■ Stated problem
Lay out the records below as a Markdown table with the columns Row and Line, one numbered row per line with blank lines omitted. Cover only the span from the line containing "the woman's nose." up to and including the line containing "[[155, 185]]".

========================

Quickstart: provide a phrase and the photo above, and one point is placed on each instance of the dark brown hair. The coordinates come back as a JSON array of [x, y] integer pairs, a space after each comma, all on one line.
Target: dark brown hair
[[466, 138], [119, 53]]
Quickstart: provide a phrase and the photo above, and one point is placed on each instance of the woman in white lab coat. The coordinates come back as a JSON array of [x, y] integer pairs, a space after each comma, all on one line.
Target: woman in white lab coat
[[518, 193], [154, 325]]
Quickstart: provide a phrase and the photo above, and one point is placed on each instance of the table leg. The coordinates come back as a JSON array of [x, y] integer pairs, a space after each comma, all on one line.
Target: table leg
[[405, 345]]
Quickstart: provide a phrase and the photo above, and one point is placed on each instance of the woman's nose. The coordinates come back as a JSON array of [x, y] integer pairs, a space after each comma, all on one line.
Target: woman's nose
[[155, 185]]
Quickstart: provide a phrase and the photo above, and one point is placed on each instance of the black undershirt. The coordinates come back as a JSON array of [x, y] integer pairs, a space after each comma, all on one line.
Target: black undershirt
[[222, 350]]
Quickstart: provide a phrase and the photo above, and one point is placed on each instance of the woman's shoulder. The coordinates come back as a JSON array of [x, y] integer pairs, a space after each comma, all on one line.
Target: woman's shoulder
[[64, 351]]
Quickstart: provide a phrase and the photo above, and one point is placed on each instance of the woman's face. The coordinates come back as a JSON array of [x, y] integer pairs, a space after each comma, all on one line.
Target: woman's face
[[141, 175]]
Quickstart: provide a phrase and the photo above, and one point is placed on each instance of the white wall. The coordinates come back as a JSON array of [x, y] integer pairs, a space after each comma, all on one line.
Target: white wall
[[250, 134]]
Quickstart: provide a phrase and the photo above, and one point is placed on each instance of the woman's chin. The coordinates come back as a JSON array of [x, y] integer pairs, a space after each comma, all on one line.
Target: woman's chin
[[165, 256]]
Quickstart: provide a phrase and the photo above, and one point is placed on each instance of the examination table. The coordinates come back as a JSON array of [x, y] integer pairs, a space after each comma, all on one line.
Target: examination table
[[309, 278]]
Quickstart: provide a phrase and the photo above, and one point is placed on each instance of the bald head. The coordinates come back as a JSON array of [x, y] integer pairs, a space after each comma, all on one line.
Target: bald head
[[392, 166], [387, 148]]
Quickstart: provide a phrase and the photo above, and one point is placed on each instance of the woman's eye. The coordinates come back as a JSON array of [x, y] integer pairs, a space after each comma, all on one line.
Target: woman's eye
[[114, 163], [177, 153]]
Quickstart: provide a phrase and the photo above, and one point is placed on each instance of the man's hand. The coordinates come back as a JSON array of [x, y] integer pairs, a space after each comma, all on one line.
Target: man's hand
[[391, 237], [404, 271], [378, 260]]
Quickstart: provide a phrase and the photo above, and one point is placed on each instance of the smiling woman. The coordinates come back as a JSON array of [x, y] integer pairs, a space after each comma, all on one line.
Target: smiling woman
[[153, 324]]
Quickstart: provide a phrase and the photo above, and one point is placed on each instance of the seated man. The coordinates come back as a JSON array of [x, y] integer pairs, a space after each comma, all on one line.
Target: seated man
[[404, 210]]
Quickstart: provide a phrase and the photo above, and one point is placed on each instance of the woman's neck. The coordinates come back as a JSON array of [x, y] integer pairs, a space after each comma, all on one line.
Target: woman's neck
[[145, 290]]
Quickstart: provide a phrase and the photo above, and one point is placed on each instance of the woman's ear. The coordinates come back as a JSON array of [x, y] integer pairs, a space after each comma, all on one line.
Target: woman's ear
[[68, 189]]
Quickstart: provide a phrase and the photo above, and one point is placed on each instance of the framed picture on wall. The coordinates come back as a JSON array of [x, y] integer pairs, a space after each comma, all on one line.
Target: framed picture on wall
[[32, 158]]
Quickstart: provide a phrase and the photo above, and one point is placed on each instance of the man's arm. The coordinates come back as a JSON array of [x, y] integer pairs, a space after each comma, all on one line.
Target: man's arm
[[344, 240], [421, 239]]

========================

■ Exercise result
| Row | Line |
|---|---|
| 1 | Quickstart: provide a phrase and the photo above, and one point is placed on each instance of the woman's nose. The coordinates come back as a JSON array of [x, y] integer pairs, a space after each comma, all on one line. |
| 2 | Target: woman's nose |
| 3 | [[155, 185]] |